◆ Consigne
Mettez les lignes de toutes les entrées ci-dessous sous forme de liste numérotée, en omettant les lignes vides.

◆ Entrées fournies

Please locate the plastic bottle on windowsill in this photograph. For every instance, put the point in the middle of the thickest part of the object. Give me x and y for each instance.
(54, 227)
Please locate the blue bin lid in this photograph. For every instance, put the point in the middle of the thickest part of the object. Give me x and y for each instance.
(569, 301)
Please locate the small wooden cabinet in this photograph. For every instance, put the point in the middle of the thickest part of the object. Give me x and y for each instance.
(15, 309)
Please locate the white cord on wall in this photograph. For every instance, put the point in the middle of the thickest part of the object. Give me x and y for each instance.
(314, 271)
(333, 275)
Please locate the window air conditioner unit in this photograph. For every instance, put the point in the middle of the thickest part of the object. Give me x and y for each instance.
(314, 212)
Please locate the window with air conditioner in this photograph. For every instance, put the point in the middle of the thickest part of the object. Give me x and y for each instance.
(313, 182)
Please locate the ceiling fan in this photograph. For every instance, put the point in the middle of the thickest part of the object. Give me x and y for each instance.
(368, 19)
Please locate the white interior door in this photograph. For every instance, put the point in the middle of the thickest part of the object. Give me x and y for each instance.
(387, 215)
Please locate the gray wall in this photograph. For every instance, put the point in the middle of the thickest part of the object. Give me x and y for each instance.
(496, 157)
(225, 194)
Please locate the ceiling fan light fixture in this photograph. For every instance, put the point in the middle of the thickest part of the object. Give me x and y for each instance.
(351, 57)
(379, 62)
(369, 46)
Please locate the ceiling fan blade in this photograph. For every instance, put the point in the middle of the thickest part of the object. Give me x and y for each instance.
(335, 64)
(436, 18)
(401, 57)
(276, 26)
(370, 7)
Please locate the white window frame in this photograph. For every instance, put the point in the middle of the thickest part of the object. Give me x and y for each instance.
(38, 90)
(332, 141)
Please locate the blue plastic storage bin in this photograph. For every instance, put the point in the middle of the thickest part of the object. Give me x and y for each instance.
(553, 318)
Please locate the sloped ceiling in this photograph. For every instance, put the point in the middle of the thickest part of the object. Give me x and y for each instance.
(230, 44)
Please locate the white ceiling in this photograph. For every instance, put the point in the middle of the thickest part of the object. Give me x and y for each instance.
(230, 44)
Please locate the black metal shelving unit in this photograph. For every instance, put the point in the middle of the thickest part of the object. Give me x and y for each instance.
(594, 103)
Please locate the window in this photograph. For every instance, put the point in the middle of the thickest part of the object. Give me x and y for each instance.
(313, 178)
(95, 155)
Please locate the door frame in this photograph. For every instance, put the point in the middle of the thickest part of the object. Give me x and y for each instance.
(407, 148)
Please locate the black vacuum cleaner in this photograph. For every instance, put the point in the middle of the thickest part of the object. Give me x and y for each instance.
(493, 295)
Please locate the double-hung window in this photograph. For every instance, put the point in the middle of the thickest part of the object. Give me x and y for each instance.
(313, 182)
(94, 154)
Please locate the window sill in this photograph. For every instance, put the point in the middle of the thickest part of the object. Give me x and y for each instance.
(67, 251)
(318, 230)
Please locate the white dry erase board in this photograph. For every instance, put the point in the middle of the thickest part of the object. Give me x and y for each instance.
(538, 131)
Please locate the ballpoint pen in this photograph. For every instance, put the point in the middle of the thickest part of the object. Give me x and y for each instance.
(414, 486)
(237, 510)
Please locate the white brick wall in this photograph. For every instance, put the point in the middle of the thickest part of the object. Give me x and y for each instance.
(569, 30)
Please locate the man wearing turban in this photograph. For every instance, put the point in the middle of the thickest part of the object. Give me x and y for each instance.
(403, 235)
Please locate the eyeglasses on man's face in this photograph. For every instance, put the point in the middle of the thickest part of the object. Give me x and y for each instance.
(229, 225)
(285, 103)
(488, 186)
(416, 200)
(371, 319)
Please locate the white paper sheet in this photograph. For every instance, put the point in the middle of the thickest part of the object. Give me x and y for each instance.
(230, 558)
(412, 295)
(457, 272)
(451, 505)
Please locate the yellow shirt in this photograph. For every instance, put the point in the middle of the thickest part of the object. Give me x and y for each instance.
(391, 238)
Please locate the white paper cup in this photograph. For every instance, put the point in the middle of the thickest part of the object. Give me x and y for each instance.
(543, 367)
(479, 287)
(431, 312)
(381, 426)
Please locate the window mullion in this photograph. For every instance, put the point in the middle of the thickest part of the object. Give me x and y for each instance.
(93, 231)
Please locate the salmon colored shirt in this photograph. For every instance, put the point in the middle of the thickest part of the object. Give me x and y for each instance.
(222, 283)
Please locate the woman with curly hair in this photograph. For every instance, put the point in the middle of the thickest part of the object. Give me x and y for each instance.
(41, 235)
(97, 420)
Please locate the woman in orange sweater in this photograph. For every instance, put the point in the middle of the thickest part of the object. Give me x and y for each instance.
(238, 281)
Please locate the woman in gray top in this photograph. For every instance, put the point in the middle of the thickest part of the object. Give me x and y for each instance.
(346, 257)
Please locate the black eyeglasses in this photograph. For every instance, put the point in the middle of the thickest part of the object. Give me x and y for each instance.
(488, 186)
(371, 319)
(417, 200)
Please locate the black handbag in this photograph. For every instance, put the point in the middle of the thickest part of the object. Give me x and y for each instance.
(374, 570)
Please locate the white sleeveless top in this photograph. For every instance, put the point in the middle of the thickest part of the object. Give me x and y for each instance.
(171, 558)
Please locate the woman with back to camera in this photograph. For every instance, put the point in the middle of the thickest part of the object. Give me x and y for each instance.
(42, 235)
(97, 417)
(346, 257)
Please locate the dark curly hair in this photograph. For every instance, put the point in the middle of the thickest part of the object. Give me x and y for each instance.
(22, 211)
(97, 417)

◆ Réponse
1. Please locate the plastic bottle on windowsill in this photograph. For every instance, put the point in the middle of the thickest part of the object. Give me x and y for each instance.
2. (54, 227)
3. Please locate the blue bin lid in this photograph. For every instance, put the point in the middle of the thickest part of the object. Give me x and y for each instance.
4. (569, 301)
5. Please locate the small wooden cabinet in this photograph. For every instance, put the point in the middle of the thickest part of the object. Give me x and y for each instance.
6. (15, 309)
7. Please locate the white cord on wall in this photograph. For every instance, put the point in the middle of the thickest part of the object. Give me x and y for each instance.
8. (314, 271)
9. (333, 275)
10. Please locate the window air conditioner unit in this photograph. For every instance, put the point in the middle of the thickest part of the object. Give me x and y for each instance.
11. (314, 212)
12. Please locate the window with air conditioner in this photograph. For every instance, put the point in the middle of the thickest part of the object. Give me x and y for each instance.
13. (313, 182)
14. Please locate the ceiling fan in this photograph. For every instance, put the point in the middle of the thickest part of the object. Give me x and y for each instance.
15. (368, 19)
16. Please locate the white interior door in this photograph. For every instance, put the point in the middle of the thickest part of the object. Give me x and y for each instance.
17. (387, 215)
18. Please locate the gray wall in this photograph. For every instance, put the point in the middle of the thickest part of the object. Give me x and y for each instance.
19. (496, 157)
20. (225, 194)
21. Please locate the ceiling fan light fixture in this photograph. For every instance, put the point in the middle of the thickest part of the object. Give me x and y for each instance.
22. (351, 57)
23. (379, 62)
24. (369, 46)
25. Please locate the ceiling fan blade in this photograph. For every instance, put the point in the middle of the thickest part of the object. Give me x and y for each instance.
26. (335, 64)
27. (436, 18)
28. (401, 57)
29. (276, 26)
30. (370, 7)
31. Please locate the white window frame in this photograph. For every instance, put the point in the middle of the thickest part of the object. Give me x and y for each instance.
32. (38, 90)
33. (332, 141)
34. Please locate the blue plastic storage bin in this photograph. For every instance, put the point in the middle of the thickest part of the object. Give me x and y for each instance.
35. (553, 318)
36. Please locate the sloped ceiling in this photograph. For every instance, put the point in the middle of the thickest part of the object. Give me x and y for each instance.
37. (230, 44)
38. Please locate the white ceiling in this photograph. For every instance, put the point in the middle of the thickest part of the object. Give me x and y for each instance.
39. (230, 44)
40. Please locate the black metal shelving unit in this photograph. For every instance, put the point in the middle of the thickest part of the object. Give me x and y for each instance.
41. (594, 103)
42. Please locate the window in this photograph. For every instance, put the point in the middle of the thickest part of the object. Give me x and y for each instance.
43. (313, 178)
44. (95, 155)
45. Please locate the door frame in this photograph. For every instance, put the point in the middle of the thickest part of the object. Give me x and y for each instance.
46. (407, 148)
47. Please locate the black vacuum cleaner in this photograph. For every instance, put the point in the middle of the thickest part of the object. Give me x and y for each instance.
48. (493, 295)
49. Please locate the double-hung window in this photograph. For every instance, put the point in the middle of the thickest part of the object. Give me x and y for each instance.
50. (313, 182)
51. (94, 154)
52. Please locate the window sill in this photograph. For every instance, put the point in the middle of the thickest part of the object. Give me x and y for each instance.
53. (67, 251)
54. (318, 230)
55. Please locate the white dry erase board in this photograph. For every instance, put the point in the middle of the thickest part of the object. Give me x and y for each instance.
56. (538, 131)
57. Please locate the ballpoint pen in this photograph. For every instance, put the point in the middle of the thickest part of the object. Give me x and y for each instance.
58. (414, 486)
59. (237, 510)
60. Please locate the white brick wall in this photograph. For every instance, put the point in the middle of the thickest part of the object. Give me x and y for each instance.
61. (569, 30)
62. Please locate the man wearing turban in this photograph. For every instance, put the point in the middle of the thickest part of the object. Give me x and y for each instance.
63. (403, 235)
64. Please locate the eyeglasses on man's face in this photograph. For every instance, put the point in the middle of the thickest part of the object. Give me x and y for each instance.
65. (229, 225)
66. (285, 103)
67. (488, 186)
68. (416, 200)
69. (371, 319)
70. Please locate the white paper sheet in this photograph. For every instance, put the point in the middle of the thickest part of the object. Give me x and y for each instance.
71. (230, 558)
72. (412, 295)
73. (457, 272)
74. (451, 505)
75. Please locate the yellow shirt in this photograph. For every instance, put the point in the middle of the thickest part of the object. Give me x and y for each instance.
76. (391, 238)
77. Please locate the white paper cup in this photograph. For every instance, put the point in the middle of the thickest part of the object. Give me x and y for each instance.
78. (543, 367)
79. (479, 287)
80. (431, 312)
81. (381, 426)
82. Please locate the window mullion in this photograph. For every instance, put the point in the middle of the thickest part of the object. Give me x and y for each instance.
83. (93, 231)
84. Please locate the salmon colored shirt in this photograph. For every instance, put the point in the middle of the thickest part of the object. Give me x and y for each instance.
85. (222, 283)
86. Please locate the woman with curly hair in this photograph. For every instance, put the point in the middle of the thickest part of the object. Give me x and y for each instance.
87. (41, 235)
88. (97, 420)
89. Please locate the woman in orange sweater in this photograph. For every instance, put the point in the middle of the thickest part of the object. Give me x and y for each instance.
90. (238, 281)
91. Please locate the woman in gray top in this photograph. For every instance, put the point in the middle of the thickest part of the object. Give me x and y for each instance.
92. (346, 257)
93. Please locate the black eyeglasses in this photograph. For every instance, put the point in the middle of the thickest part of the object. Give me x and y for each instance.
94. (488, 186)
95. (371, 319)
96. (417, 200)
97. Please locate the black handbag in this photograph. For every instance, put the point in the middle of the thickest part of the object. Give me x and y for each instance.
98. (374, 570)
99. Please locate the white sleeveless top in this photograph. For every instance, put the point in the middle of the thickest part of the object. Give me x and y for each instance.
100. (171, 558)
101. Please locate the woman with back to camera in this photograph. For every instance, put the point in the middle of the thickest part of the object. Give me x and y for each instance.
102. (42, 235)
103. (97, 417)
104. (346, 257)
105. Please locate the dark curly hair in this photograph. For every instance, put the point in the middle of the thickest part of the object. Give me x and y for each instance.
106. (22, 211)
107. (97, 417)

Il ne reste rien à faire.